Transcribe the line that contains "point(610, 311)" and every line after it to the end of the records, exactly and nothing else. Skip the pictures.

- - - - -

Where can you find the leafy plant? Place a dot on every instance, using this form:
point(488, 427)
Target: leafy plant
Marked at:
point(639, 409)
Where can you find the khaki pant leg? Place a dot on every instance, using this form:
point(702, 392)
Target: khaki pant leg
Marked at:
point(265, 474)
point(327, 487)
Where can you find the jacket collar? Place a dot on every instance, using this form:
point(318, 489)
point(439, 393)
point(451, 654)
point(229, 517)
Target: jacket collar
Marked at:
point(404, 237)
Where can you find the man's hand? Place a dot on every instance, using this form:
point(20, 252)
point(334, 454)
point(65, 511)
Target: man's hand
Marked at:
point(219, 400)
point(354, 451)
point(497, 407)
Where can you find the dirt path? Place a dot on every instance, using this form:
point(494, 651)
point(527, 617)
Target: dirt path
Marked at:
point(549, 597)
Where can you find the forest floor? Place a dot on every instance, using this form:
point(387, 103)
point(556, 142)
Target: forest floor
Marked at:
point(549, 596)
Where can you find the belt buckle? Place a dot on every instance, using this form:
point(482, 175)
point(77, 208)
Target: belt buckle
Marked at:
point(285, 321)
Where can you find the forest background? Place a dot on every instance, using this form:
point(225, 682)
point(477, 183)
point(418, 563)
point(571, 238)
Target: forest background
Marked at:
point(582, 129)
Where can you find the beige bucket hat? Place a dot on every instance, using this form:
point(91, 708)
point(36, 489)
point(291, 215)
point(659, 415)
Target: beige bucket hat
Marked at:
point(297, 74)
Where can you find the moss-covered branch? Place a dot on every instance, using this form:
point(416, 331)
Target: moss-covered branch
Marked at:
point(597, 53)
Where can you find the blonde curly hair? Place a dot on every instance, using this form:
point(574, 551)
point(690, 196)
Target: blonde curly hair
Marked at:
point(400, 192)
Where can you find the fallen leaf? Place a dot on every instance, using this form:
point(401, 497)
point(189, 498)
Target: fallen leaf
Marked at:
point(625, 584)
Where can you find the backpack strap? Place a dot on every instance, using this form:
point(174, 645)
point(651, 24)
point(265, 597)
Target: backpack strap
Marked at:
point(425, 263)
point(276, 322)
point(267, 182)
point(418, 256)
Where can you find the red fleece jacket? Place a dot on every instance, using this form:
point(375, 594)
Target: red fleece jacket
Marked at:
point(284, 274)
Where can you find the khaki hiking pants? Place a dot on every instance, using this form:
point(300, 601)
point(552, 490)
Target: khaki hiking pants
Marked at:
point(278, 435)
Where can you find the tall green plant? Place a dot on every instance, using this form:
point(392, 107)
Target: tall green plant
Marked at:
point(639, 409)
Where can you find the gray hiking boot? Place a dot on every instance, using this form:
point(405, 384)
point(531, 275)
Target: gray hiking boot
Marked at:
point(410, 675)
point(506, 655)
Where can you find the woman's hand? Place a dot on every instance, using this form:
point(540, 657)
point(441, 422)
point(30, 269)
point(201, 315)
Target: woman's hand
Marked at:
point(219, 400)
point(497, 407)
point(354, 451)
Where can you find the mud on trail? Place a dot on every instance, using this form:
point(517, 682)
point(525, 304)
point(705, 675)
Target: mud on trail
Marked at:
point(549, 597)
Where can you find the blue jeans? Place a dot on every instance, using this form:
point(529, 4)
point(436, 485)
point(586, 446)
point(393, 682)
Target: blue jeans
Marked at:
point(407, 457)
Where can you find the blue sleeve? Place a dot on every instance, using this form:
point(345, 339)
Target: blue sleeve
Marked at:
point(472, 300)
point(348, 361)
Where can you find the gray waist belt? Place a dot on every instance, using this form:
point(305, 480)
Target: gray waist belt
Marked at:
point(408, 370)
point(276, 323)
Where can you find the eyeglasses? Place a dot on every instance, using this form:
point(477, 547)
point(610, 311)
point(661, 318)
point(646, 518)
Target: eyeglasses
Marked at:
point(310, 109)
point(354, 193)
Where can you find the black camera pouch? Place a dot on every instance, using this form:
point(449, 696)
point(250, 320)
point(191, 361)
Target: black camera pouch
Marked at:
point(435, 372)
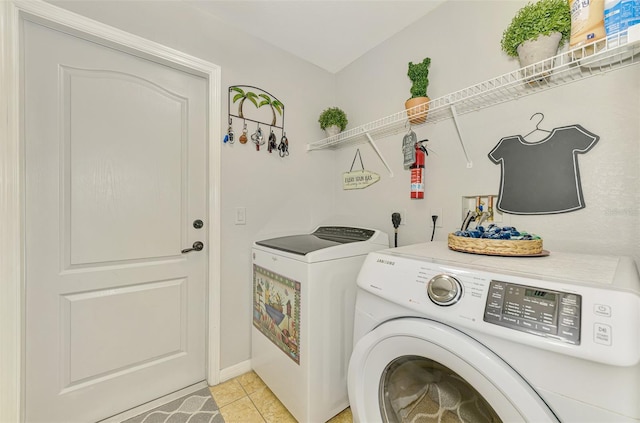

- - - - -

SOLUTION TO THIS TASK:
point(610, 311)
point(661, 318)
point(646, 518)
Target: eyeglasses
Marked at:
point(310, 109)
point(354, 193)
Where can you find the black camera pouch? Place a dot on every instance, using this form:
point(449, 696)
point(250, 320)
point(191, 361)
Target: black camera pouch
Marked at:
point(435, 372)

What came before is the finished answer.